§ **Dataset records**
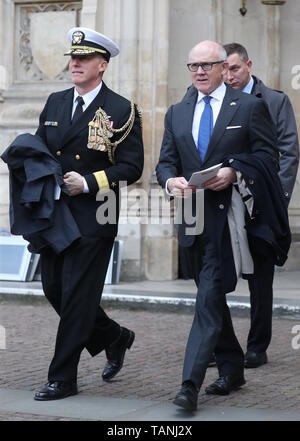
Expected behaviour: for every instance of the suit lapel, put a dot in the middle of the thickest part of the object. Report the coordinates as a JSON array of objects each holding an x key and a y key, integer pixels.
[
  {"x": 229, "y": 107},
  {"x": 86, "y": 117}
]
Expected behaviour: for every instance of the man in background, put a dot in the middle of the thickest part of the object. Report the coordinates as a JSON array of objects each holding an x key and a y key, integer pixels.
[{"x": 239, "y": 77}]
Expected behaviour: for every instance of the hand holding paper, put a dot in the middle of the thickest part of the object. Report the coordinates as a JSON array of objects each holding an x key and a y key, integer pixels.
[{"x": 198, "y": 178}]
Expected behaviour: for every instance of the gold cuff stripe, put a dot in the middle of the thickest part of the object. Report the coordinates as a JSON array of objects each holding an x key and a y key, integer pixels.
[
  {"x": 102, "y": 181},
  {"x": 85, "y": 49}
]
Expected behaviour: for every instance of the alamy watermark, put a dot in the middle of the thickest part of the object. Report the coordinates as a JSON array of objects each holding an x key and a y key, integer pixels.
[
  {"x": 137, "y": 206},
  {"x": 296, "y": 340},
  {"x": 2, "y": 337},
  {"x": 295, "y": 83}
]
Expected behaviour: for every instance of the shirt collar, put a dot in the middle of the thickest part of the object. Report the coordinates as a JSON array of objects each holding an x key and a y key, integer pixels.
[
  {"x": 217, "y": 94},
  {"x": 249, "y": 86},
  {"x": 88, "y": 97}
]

...

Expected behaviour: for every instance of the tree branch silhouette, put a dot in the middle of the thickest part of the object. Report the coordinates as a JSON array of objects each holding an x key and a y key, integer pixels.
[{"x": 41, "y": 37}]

--

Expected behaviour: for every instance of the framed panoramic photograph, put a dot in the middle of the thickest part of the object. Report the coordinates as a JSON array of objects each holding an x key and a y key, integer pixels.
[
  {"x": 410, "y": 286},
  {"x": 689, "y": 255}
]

§ **Problem requirements**
Count how many of the lines above contain the word "lapel", treating uppercase and lowercase as different, and give only that number.

§ **Full solution**
1